*WHAT THE EXERCISE ASKS*
Pull out every line of the data below that contains the word "spot" and copy each one in full.

** start of EXERCISE DATA **

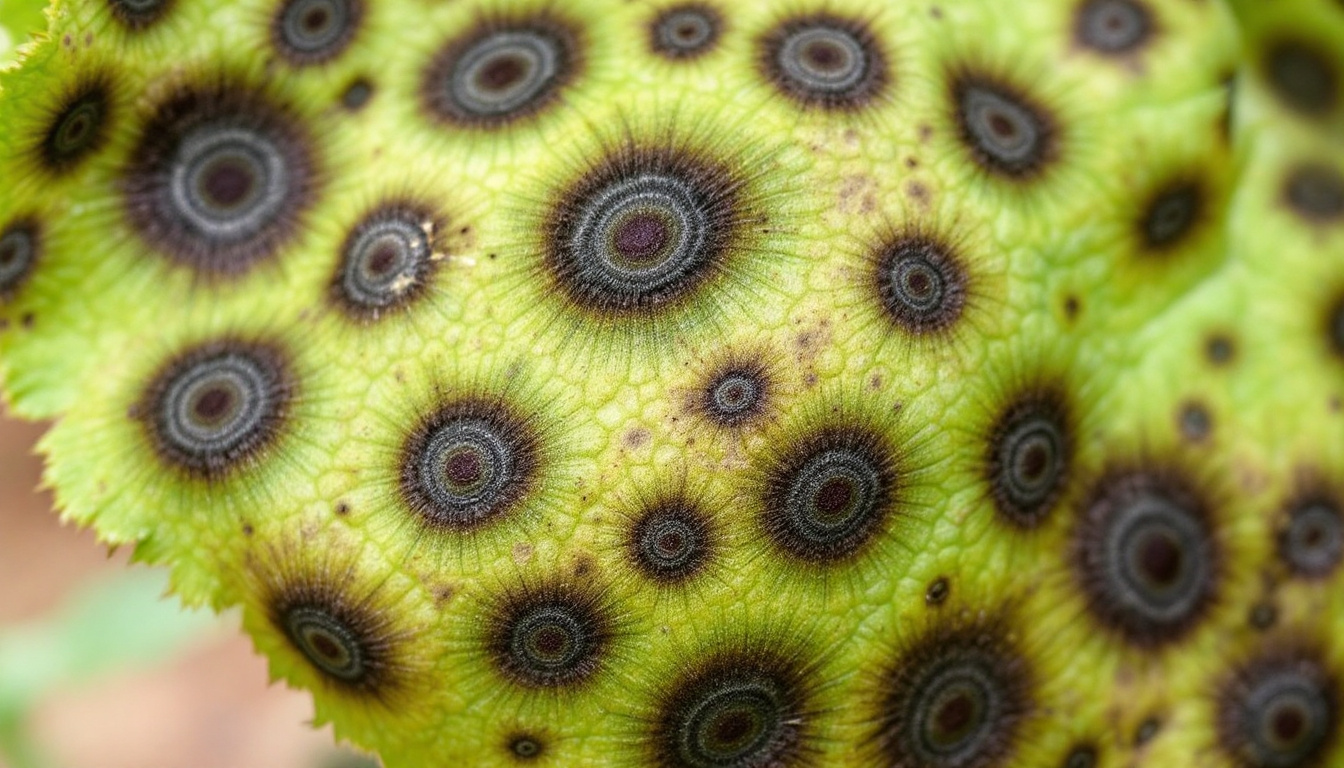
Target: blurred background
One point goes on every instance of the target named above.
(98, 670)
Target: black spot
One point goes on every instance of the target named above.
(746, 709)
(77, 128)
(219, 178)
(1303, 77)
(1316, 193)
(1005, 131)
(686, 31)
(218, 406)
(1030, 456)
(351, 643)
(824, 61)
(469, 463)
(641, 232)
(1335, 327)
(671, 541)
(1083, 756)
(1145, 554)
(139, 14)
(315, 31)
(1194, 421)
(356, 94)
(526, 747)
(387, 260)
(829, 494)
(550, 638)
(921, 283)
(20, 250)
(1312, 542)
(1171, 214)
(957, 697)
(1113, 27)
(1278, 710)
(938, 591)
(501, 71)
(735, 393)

** end of EXERCISE DATA **
** start of EXERCISE DATA **

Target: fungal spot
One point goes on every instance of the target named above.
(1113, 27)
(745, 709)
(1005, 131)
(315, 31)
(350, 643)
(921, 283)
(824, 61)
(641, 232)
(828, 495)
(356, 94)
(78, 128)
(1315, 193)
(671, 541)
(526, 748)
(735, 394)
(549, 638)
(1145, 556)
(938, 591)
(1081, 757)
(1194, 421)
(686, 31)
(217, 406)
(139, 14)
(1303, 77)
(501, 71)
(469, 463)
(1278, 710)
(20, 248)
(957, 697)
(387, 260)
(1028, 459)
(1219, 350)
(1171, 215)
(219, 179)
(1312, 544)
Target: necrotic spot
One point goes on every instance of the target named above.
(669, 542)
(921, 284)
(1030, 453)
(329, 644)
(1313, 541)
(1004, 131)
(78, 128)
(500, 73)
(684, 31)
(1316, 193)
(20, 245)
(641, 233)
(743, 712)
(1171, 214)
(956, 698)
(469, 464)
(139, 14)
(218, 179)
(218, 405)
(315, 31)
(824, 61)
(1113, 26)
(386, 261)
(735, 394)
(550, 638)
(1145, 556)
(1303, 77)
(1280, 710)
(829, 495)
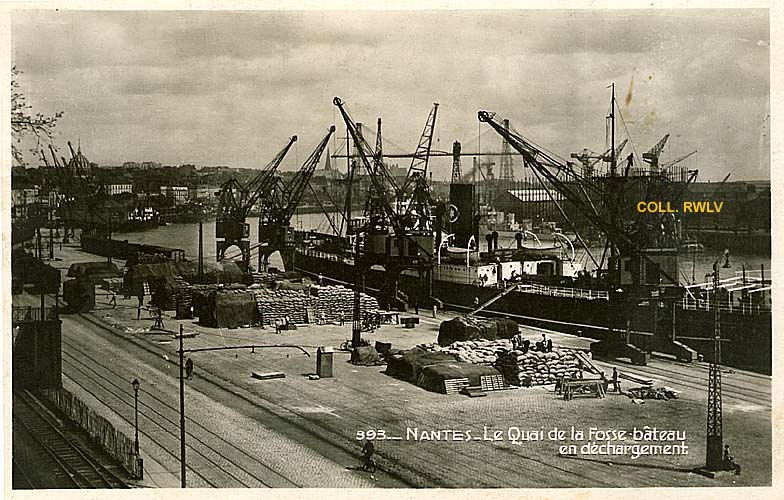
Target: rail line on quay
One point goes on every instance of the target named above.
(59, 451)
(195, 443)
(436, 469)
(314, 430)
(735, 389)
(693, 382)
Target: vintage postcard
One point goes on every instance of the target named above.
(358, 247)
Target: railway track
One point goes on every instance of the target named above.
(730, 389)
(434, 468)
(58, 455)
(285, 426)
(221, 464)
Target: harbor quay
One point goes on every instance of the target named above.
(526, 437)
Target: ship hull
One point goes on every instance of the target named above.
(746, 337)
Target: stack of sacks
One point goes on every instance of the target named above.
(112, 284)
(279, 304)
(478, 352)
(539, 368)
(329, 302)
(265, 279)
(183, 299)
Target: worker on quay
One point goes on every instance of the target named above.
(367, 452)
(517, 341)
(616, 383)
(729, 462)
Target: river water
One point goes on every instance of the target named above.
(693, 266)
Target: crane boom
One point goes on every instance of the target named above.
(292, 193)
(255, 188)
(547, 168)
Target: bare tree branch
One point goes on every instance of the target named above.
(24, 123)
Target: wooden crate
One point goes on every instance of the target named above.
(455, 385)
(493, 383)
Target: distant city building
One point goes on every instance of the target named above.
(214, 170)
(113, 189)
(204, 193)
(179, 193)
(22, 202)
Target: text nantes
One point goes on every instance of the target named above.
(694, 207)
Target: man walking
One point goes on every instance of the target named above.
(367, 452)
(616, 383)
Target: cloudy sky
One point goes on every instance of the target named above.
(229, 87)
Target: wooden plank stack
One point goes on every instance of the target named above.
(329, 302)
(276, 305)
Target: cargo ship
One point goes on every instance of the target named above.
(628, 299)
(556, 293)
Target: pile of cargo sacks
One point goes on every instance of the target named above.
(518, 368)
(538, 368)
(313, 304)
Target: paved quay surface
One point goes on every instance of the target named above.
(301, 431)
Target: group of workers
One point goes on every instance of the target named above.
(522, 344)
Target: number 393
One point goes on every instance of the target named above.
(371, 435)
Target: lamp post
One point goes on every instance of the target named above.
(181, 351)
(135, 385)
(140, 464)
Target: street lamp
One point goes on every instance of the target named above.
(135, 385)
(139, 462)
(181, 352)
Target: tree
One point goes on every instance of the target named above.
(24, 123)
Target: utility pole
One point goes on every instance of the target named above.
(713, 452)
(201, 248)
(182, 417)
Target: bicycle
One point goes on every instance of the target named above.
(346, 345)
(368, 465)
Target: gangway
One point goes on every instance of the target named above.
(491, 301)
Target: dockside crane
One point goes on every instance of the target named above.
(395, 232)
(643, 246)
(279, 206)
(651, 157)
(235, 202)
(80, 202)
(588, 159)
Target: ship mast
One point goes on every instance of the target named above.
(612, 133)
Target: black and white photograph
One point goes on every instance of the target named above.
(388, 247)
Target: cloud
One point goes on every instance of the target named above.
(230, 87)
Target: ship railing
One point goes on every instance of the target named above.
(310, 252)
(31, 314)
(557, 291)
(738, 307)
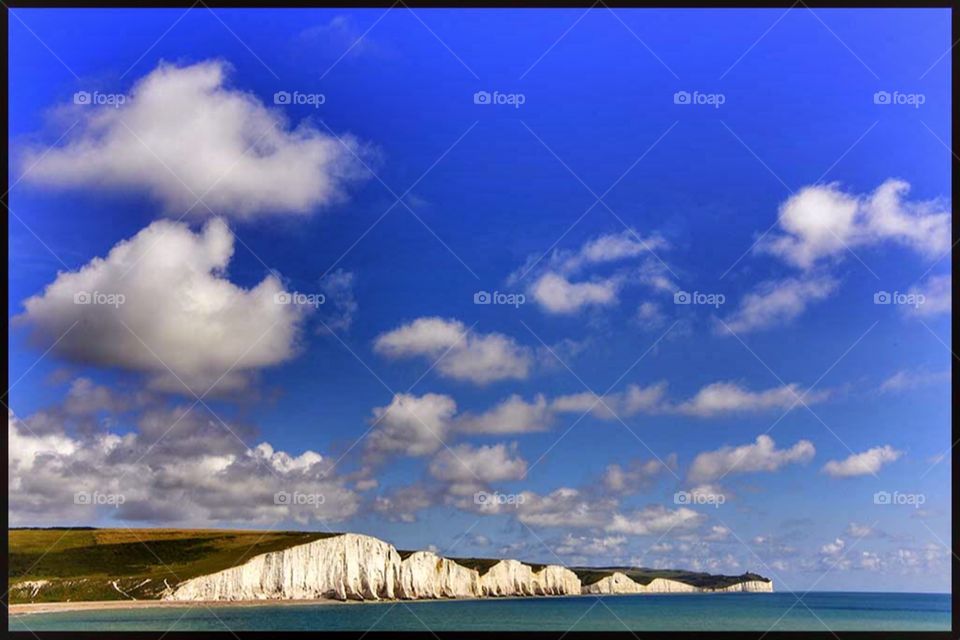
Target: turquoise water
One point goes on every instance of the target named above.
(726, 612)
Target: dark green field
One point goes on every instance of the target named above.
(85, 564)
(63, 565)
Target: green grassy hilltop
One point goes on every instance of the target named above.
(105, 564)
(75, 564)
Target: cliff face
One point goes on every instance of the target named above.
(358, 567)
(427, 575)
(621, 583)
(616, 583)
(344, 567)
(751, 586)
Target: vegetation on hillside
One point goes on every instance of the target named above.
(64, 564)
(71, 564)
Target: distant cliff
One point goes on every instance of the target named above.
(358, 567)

** end of EXERCISE DATA **
** start of EXERCISE DATA **

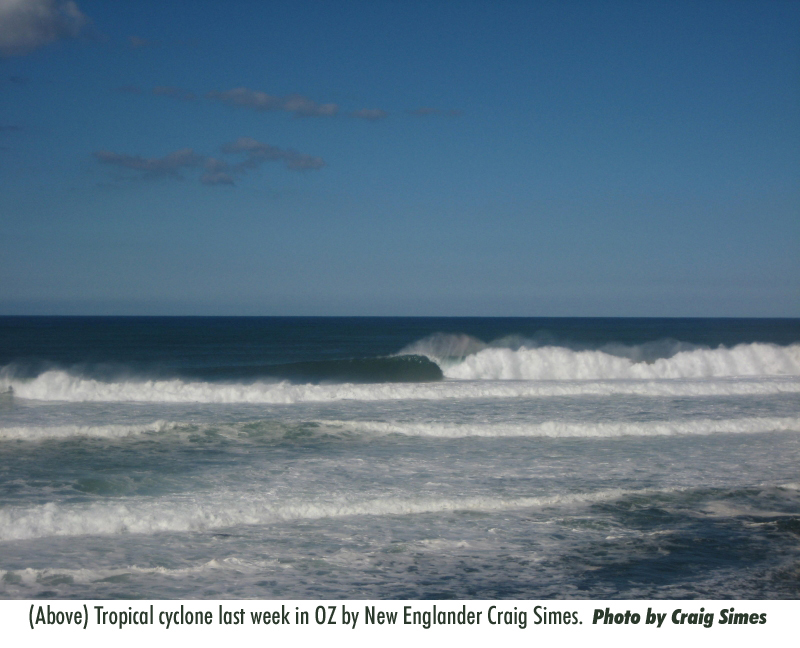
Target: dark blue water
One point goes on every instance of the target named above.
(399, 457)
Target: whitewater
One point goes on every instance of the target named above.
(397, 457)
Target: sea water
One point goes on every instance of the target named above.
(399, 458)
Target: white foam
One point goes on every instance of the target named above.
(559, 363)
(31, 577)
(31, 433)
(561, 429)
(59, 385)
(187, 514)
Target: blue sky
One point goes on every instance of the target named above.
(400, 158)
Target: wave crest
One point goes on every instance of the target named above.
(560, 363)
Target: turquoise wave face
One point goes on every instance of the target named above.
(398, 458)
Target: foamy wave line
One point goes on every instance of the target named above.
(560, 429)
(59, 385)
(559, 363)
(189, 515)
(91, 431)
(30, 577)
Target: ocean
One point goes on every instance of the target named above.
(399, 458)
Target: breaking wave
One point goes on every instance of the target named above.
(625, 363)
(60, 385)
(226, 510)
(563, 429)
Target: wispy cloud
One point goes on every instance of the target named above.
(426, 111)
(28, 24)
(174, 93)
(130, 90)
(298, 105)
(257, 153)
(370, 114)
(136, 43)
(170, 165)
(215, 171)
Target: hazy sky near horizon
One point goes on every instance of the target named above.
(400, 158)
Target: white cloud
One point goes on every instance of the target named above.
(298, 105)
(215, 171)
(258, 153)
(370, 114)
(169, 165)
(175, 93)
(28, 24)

** end of EXERCISE DATA **

*THE SOLUTION*
Target: black spot
Target: fungal spot
Target: necrotic spot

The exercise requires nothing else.